• RECORDS SHOWN

━━━━━━

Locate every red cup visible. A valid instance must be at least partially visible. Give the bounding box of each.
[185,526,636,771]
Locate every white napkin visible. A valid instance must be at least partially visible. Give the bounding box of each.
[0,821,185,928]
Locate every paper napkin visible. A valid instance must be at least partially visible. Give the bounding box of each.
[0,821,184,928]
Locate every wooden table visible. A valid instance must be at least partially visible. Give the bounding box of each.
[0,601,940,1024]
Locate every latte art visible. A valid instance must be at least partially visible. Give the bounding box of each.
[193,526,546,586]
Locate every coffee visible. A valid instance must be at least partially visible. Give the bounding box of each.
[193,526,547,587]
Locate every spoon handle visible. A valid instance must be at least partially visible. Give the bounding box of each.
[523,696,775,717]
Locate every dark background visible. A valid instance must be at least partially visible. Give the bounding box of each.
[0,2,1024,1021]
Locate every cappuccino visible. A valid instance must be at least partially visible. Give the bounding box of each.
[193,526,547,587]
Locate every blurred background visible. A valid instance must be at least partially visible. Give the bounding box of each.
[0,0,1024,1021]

━━━━━━

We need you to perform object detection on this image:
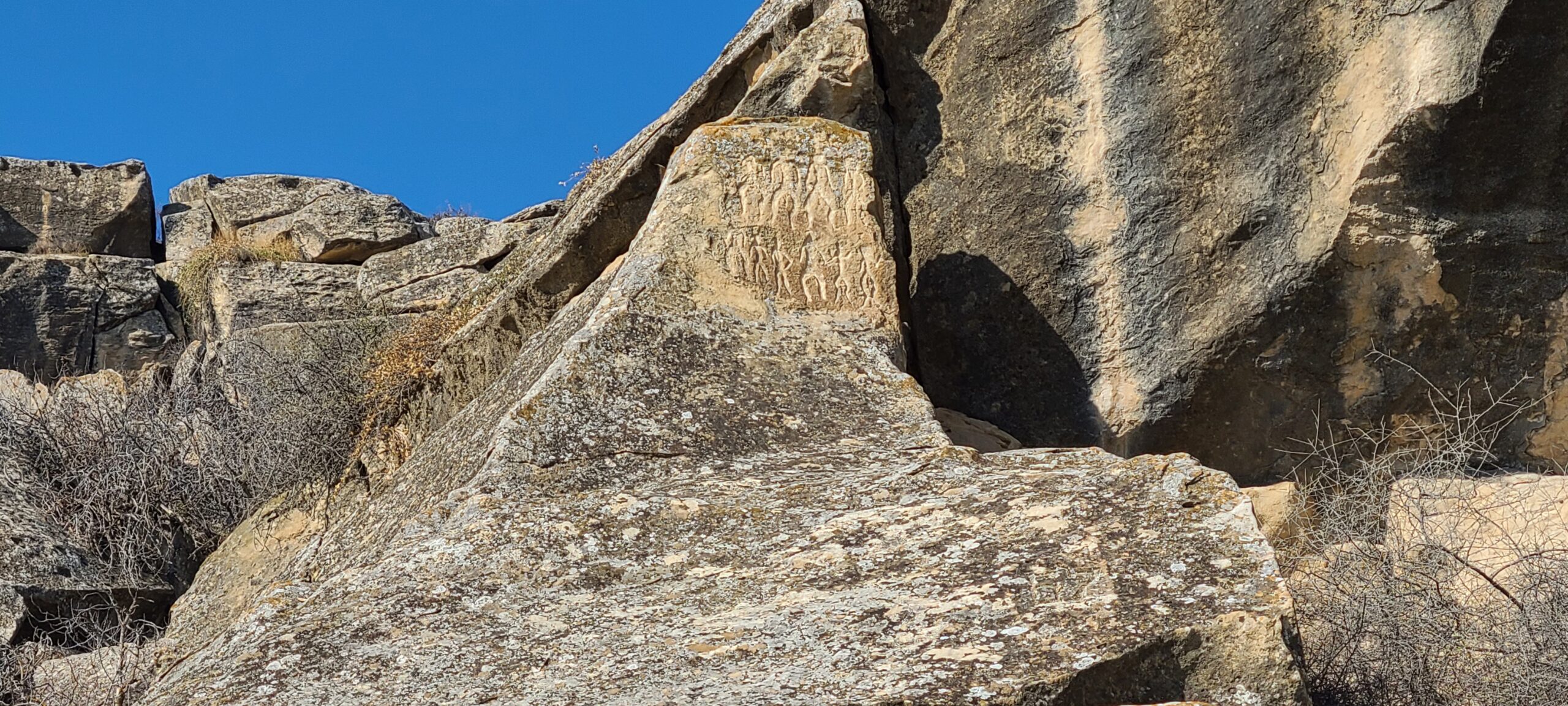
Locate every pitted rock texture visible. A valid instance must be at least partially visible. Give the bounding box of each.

━━━━━━

• WHAT THE EXERCISE ASKS
Take the lines from the one containing "Locate every blurred" through the one containing "[0,0,1024,1021]", both included, and write them out as a numbered list with blank lines omitted.

• SOLUTION FOR THIS PROBLEM
1. Locate every blurred background visible. A valid instance must be at least partially visible. Give the bounding box of each.
2. [0,0,1024,1021]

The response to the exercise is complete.